Exercise instructions: Scale the data from the line with "pane --shape polygon" up to and including the line with "[[[210,82],[203,83],[203,103],[210,103]]]", and give only those lines again, requests included. Multiply every polygon point coordinate in the answers by 2.55 and round to the nearest whole number, with halves rounded up.

Extracted data:
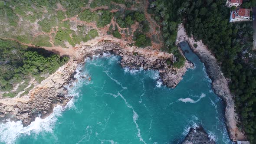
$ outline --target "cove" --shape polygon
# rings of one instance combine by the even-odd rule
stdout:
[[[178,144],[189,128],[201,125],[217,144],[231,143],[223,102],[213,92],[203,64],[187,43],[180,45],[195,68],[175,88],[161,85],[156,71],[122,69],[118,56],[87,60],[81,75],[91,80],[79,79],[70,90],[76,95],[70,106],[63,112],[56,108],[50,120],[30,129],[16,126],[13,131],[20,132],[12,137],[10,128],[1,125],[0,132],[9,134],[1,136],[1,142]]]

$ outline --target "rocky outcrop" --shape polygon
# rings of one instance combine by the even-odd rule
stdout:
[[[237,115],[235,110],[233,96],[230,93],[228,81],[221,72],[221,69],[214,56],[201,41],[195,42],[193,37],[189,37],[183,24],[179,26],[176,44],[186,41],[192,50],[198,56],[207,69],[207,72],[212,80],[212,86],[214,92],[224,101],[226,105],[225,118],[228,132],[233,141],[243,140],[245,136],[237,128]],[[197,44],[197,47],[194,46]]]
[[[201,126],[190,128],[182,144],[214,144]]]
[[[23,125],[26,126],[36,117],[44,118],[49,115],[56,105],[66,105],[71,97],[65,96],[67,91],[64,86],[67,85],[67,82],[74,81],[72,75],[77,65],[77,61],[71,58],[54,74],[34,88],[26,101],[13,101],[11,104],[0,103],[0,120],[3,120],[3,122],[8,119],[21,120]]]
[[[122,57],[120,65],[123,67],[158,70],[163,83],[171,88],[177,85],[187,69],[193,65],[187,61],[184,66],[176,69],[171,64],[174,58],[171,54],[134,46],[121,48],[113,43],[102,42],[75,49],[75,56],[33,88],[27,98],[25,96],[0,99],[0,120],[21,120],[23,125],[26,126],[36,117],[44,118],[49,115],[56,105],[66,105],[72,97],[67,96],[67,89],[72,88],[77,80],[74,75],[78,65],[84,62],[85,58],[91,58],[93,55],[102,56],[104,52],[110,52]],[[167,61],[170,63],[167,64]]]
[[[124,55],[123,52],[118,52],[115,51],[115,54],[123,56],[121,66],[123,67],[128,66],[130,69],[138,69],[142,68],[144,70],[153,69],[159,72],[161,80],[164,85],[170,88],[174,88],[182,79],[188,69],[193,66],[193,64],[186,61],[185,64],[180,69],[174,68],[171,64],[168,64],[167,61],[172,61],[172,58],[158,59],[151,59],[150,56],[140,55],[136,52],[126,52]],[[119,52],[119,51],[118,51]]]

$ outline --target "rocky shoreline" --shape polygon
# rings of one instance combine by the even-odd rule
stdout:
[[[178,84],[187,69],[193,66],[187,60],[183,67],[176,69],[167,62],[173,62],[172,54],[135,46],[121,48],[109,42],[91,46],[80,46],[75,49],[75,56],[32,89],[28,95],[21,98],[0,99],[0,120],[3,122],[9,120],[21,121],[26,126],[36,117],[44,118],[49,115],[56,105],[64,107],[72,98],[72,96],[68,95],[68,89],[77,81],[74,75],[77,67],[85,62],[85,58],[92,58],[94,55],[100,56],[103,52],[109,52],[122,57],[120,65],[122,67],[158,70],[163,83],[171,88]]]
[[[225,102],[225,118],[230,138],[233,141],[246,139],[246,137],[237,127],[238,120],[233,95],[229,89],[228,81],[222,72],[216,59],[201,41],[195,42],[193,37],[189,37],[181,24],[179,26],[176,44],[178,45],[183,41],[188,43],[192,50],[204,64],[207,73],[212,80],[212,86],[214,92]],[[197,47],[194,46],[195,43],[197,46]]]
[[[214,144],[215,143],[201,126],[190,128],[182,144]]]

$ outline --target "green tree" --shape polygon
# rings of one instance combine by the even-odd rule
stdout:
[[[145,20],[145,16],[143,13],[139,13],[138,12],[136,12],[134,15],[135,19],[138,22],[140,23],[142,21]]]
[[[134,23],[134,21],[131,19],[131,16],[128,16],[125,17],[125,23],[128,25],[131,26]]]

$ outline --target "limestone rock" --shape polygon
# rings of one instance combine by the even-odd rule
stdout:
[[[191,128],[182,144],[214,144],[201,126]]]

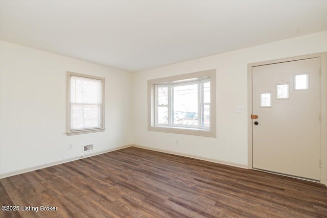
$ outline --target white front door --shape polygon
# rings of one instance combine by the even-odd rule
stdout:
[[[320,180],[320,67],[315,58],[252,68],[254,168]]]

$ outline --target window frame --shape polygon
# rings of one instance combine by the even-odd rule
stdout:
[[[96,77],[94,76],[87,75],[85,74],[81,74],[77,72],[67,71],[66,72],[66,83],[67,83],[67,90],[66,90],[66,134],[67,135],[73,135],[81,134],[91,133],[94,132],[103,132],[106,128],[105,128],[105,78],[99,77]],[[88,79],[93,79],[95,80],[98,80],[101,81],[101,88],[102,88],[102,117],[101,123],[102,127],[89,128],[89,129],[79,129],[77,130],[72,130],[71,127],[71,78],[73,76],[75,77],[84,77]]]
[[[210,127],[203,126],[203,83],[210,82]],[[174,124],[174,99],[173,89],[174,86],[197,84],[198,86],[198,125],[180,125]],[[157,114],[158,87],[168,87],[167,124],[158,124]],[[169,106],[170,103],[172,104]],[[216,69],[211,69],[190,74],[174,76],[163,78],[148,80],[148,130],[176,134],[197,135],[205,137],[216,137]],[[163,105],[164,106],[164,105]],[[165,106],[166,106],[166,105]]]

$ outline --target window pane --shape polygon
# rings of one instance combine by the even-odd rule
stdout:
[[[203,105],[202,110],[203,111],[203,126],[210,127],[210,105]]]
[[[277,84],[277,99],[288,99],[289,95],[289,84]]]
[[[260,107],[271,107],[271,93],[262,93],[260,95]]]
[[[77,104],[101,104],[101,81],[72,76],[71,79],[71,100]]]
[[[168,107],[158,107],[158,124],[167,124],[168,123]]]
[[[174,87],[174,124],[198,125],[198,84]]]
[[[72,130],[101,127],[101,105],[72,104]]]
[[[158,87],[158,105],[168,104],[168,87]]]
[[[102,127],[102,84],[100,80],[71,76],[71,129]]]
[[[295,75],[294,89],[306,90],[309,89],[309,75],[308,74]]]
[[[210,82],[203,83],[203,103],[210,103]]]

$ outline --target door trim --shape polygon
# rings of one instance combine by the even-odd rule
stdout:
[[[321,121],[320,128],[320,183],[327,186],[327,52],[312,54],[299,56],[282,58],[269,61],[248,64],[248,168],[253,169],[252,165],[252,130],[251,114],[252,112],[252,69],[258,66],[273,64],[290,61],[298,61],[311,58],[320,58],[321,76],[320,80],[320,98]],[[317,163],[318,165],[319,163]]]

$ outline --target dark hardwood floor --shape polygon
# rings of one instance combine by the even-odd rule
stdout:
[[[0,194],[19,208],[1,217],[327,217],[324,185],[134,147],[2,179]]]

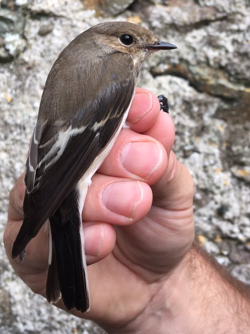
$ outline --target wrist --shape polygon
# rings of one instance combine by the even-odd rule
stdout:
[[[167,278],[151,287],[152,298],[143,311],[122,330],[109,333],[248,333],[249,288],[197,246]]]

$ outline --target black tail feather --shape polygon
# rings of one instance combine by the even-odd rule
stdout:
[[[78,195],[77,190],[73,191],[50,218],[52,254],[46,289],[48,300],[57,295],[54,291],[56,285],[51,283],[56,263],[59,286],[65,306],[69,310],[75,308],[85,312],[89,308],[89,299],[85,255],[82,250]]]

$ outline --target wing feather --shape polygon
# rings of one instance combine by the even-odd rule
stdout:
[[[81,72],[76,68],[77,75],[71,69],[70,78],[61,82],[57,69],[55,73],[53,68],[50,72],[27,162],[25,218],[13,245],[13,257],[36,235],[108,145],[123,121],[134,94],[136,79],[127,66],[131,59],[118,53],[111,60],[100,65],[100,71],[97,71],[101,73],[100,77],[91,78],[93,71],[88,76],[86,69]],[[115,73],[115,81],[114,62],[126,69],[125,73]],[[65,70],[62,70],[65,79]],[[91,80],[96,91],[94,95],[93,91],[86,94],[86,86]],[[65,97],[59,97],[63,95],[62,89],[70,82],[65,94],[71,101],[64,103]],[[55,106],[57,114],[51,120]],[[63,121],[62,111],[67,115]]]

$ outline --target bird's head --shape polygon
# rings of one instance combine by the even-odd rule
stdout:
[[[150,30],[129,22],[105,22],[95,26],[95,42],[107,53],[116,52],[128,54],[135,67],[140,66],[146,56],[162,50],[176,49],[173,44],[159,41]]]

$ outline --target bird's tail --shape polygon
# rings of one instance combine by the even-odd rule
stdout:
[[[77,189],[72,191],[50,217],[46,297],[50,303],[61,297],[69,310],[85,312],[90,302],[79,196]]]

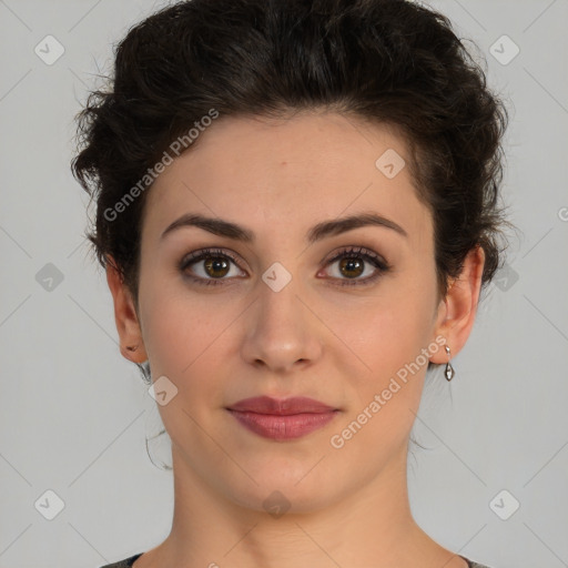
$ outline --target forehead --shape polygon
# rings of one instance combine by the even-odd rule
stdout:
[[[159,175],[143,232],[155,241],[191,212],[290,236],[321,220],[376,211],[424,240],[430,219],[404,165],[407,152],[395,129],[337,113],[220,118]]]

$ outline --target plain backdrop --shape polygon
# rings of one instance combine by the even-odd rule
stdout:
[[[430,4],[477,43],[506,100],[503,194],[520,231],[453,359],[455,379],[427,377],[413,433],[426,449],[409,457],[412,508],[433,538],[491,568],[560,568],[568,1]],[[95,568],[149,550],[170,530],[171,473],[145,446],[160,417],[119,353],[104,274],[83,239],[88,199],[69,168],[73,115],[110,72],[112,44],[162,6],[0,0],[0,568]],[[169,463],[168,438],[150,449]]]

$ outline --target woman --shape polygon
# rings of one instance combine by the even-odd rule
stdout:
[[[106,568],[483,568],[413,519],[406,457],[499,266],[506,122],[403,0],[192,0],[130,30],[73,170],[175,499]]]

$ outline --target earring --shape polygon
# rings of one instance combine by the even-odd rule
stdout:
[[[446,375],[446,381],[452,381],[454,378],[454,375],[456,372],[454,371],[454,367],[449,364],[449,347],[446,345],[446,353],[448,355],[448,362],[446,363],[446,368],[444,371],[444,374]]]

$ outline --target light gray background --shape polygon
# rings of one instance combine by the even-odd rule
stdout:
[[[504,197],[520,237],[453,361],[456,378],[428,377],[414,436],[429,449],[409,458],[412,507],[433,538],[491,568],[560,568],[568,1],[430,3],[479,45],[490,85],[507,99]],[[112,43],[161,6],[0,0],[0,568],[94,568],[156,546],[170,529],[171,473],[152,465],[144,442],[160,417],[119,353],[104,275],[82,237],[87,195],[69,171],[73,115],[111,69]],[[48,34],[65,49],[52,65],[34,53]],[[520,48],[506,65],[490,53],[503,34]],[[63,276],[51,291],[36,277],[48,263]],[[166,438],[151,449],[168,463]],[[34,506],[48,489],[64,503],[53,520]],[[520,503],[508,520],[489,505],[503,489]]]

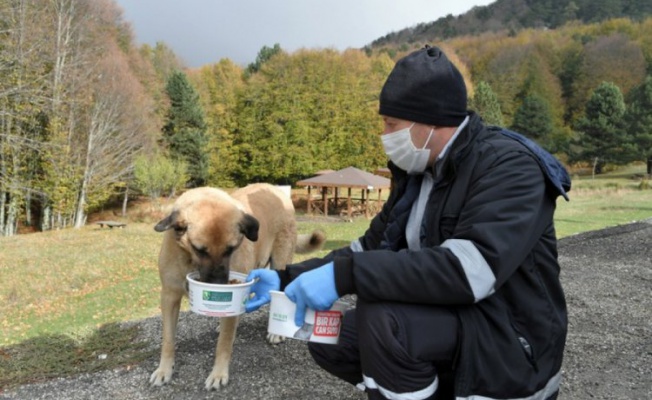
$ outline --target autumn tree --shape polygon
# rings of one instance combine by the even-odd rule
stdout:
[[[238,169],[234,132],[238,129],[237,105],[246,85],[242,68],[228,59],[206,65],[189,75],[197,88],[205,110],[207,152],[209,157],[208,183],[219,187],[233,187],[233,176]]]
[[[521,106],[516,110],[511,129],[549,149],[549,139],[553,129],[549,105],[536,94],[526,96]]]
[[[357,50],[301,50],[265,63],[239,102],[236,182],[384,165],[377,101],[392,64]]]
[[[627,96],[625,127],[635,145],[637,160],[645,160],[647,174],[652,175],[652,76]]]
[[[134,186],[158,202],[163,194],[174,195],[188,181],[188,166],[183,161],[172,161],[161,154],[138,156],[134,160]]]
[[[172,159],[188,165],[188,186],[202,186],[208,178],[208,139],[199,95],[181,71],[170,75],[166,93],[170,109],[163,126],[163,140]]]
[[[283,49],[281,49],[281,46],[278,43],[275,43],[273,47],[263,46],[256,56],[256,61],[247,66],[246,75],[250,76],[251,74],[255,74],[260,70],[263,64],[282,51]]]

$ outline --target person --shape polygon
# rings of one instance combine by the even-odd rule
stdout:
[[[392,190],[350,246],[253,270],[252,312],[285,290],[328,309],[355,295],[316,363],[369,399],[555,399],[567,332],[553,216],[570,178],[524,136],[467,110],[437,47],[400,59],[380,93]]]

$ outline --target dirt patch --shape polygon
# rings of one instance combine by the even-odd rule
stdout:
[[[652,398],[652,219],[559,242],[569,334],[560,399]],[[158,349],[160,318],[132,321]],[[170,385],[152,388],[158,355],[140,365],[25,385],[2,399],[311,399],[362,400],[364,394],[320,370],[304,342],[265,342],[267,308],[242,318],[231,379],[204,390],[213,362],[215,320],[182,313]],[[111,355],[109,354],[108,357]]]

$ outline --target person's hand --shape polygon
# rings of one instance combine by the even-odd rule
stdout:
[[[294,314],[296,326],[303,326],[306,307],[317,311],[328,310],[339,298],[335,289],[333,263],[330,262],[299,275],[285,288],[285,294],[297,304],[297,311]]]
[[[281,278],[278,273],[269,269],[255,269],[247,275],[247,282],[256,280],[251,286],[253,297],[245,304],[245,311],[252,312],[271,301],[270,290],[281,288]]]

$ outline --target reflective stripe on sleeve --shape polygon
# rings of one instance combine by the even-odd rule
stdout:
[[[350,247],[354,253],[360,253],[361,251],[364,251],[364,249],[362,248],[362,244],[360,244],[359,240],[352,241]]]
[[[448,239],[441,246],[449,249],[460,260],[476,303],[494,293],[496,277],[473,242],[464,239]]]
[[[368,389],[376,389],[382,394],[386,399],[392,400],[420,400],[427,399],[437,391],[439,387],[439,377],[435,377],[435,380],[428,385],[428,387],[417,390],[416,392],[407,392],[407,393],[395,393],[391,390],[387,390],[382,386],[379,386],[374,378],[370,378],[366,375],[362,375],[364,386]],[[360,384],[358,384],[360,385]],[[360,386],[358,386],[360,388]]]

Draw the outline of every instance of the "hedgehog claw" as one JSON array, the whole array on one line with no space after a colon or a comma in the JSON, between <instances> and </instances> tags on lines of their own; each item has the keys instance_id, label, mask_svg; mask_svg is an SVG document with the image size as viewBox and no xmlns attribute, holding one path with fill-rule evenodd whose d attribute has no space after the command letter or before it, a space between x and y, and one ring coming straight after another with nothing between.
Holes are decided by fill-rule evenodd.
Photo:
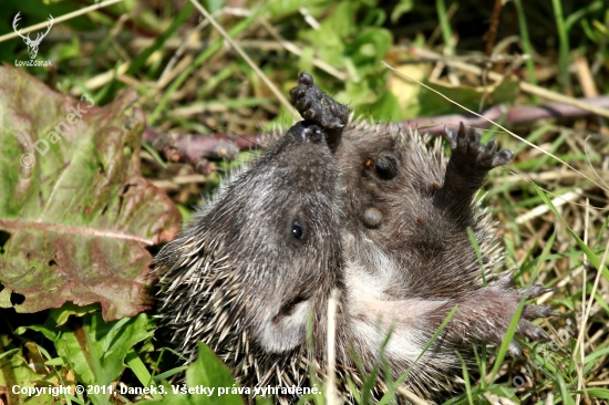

Exercise result:
$ outline --target window pane --shape polygon
# rings of one instance combine by the even-odd rule
stdout:
[[[518,268],[515,281],[518,283],[518,321],[536,324],[536,268]]]
[[[706,214],[706,252],[734,252],[737,242],[737,214]]]
[[[663,273],[691,273],[691,237],[668,237],[663,242]]]
[[[196,265],[258,265],[258,207],[184,194],[181,201],[181,255]]]
[[[428,273],[403,273],[403,316],[426,316],[428,314]]]
[[[444,222],[444,316],[505,319],[505,214]]]
[[[184,332],[258,324],[258,268],[184,265]]]
[[[403,222],[403,268],[428,265],[428,222]]]
[[[260,324],[260,214],[255,204],[181,194],[181,329]]]
[[[752,191],[750,227],[780,230],[788,227],[788,191],[785,189]]]
[[[536,209],[518,212],[518,263],[536,263]]]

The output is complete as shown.